TEXTABSCHNITT –
· · · · · · ·
OGH 7Ob199/97h

OGH7Ob199/97h19.5.1998

Der Oberste Gerichtshof hat als Revisionsgericht durch den Senatspräsidenten des Obersten Gerichtshofes Dr.Kropfitsch als Vorsitzenden und durch die Hofräte des Obersten Gerichtshofes Dr.Niederreiter, Dr.Schalich, Dr.Huber und Dr.Vogel als weitere Richter in der Rechtssache der klagenden Partei Beatrix B*****, vertreten durch Dr.Gert Kleinschuster, Rechtsanwalt in Graz, wider die beklagte Partei Verlassenschaft nach der am 21.April 1996 verstorbenen Frida A*****, vertreten durch den erbserklärten Erben Dr.Hannes M*****, sowie die auf ihrer Seite beigetretene Nebenintervenientin Gertrude L*****, beide vertreten durch Mag.Dr.Otto Ranzenhofer, Rechtsanwalt in Wien, wegen Aufkündigung, infolge Revision der klagenden Partei gegen das Urteil des Landesgerichtes für Zivilrechtssachen Graz als Berufungsgerichtes vom 13. März 1997, GZ 7 R 13/97-19, womit infolge Berufung der beklagten Partei und der Nebenintervenientin das Urteil des Bezirksgerichtes für Zivilrechtssachen Graz vom 26.November 1996, GZ 42 C 241/96y-8, abgeändert wurde, in nichtöffentlicher Sitzung zu Recht erkannt:

 

Spruch:

Der Revision wird Folge gegeben, die angefochtene Entscheidung des Berufungsgerichtes wird dahin abgeändert, daß das Urteil des Erstgerichtes wiederhergestellt wird.

Die beklagte Partei ist schuldig, der klagenden Partei die mit S 8.940,10 (darin S 1.490,02 USt) bestimmten Kosten des Berufungsverfahrens sowie die mit S 5.751,50 (darin S 595,58 USt und S 2.178,-- Barauslagen) bestimmten Kosten des Revisionsverfahrens binnen 14 Tagen zu ersetzen.
· · · · · · ·
GESPEICHERTE ZEILEN –
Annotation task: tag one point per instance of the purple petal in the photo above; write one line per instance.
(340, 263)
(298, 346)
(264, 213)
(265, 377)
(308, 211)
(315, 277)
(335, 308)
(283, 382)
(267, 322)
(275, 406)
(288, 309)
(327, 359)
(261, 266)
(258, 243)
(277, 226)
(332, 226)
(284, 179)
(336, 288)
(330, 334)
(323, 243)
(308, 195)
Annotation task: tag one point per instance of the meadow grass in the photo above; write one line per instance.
· · · · · · ·
AUFGABEN –
(a) Stimmen diese Aussagen mit der Gerichtsentscheidung oben überein? (i) Die Revision wurde von der klagenden Partei erhoben. (ii) Das Berufungsgericht hat das Urteil des Erstgerichtes bestätigt. (iii) Die Kosten sind binnen 30 Tagen zu ersetzen. Antworte jeweils mit Ja oder Nein und zitiere die entscheidenden Worte aus der Gerichtsentscheidung wörtlich.
(b) Schreib die Gerichtsentscheidung oben nach ihrem letzten Satz weiter.

ANTWORTEN JE AUFGABE –
(a)
(i) Ja: „infolge Revision der klagenden Partei“
(ii) Nein: „das Urteil des Bezirksgerichtes für Zivilrechtssachen Graz vom 26.November 1996, GZ 42 C 241/96y-8, abgeändert wurde“
(iii) Nein: „binnen 14 Tagen zu ersetzen“

(b)
Text

Entscheidungsgründe:

Die Klägerin ist Alleineigentümerin der Liegenschaft mit dem Haus G*****, H*****straße *****. Die am 21.4.1996 verstorbene Frida A***** war Hauptmieterin des im Erdgeschoß dieses Hauses gelegenen Bestandgegenstandes, der aus einer Küche, zwei Zimmern, einem WC sowie aus einem weiteren, von der Straße her gesondert zugänglichen Raum, der als Friseurgeschäft verwendet wird, besteht. Mit Übergabsvertrag vom 16.8.1976 hat Frida A***** das bis zu diesem Zeitpunkt von ihr im letztgenannten Raum mit einer Nutzfläche von 25 m2 betriebene Unternehmen "Friseurmeister" samt dem rechtlichen und natürlichen Zubehör, mit Einrichtung, dem Kundenstock, den Mietrechten am Geschäftslokal sowie allen Rechten und Pflichten, mit welchen sie es besessen und benützt hat oder doch hiezu berechtigt gewesen wäre, gegen Entrichtung einer monatlichen, wertgesicherten Leibrente an die Nebenintervenientin übergeben; diese hat das Unternehmen in ihr Eigentum übernommen. Die Nebenintervenientin führt dieses Unternehmen auch nach dem Ableben von Frida A***** weiter.

Die klagende Partei kündigte das Bestandverhältnis unter Geltendmachung des Kündigungsgrundes des § 30 Abs 2 Z 5 MRG mit dem Vorbringen auf, die Hauptmieterin des gesamten Bestandgegenstandes sei ohne Hinterlassung eintrittsberechtigter Angehöriger verstorben und habe allein in der Wohnung gelebt.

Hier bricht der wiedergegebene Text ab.